→ **Entries provided**

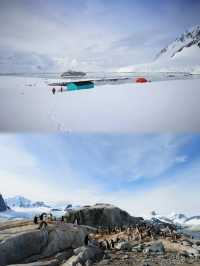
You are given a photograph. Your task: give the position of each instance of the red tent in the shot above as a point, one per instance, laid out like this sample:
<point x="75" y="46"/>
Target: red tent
<point x="141" y="80"/>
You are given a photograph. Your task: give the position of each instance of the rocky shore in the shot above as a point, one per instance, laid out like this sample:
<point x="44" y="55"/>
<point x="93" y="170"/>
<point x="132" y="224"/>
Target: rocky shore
<point x="120" y="240"/>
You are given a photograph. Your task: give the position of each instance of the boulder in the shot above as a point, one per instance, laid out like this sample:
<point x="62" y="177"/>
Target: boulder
<point x="62" y="256"/>
<point x="101" y="215"/>
<point x="53" y="262"/>
<point x="186" y="243"/>
<point x="21" y="246"/>
<point x="3" y="206"/>
<point x="125" y="245"/>
<point x="37" y="244"/>
<point x="85" y="255"/>
<point x="155" y="248"/>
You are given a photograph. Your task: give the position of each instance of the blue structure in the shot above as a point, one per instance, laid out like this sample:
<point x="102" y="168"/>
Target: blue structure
<point x="79" y="85"/>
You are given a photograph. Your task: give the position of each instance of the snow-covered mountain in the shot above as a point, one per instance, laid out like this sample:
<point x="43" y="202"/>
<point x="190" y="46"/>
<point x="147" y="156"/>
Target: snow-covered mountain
<point x="21" y="202"/>
<point x="3" y="206"/>
<point x="189" y="39"/>
<point x="177" y="218"/>
<point x="182" y="55"/>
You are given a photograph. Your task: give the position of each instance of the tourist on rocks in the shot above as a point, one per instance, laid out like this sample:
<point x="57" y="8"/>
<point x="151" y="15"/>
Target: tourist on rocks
<point x="107" y="244"/>
<point x="43" y="225"/>
<point x="86" y="240"/>
<point x="112" y="243"/>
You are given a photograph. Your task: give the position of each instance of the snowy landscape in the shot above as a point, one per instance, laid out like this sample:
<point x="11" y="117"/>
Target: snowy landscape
<point x="27" y="102"/>
<point x="22" y="208"/>
<point x="100" y="143"/>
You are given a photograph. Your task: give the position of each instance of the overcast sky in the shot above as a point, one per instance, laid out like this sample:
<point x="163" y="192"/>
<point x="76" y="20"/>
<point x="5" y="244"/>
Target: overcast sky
<point x="89" y="34"/>
<point x="139" y="173"/>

→ **Your objective**
Switch "overcast sky" to "cloudy sky" in the lines running from the one containing "of the overcast" through the end of the records, both ends included, and write out only those lines again with everything else unchanged.

→ **Finished task**
You are given a photograph. Your task: give the position of each instance of the cloudy sky in the shot above as a point, one per instance, laid out like this sample:
<point x="163" y="192"/>
<point x="76" y="20"/>
<point x="5" y="244"/>
Target: cloudy sky
<point x="89" y="34"/>
<point x="139" y="173"/>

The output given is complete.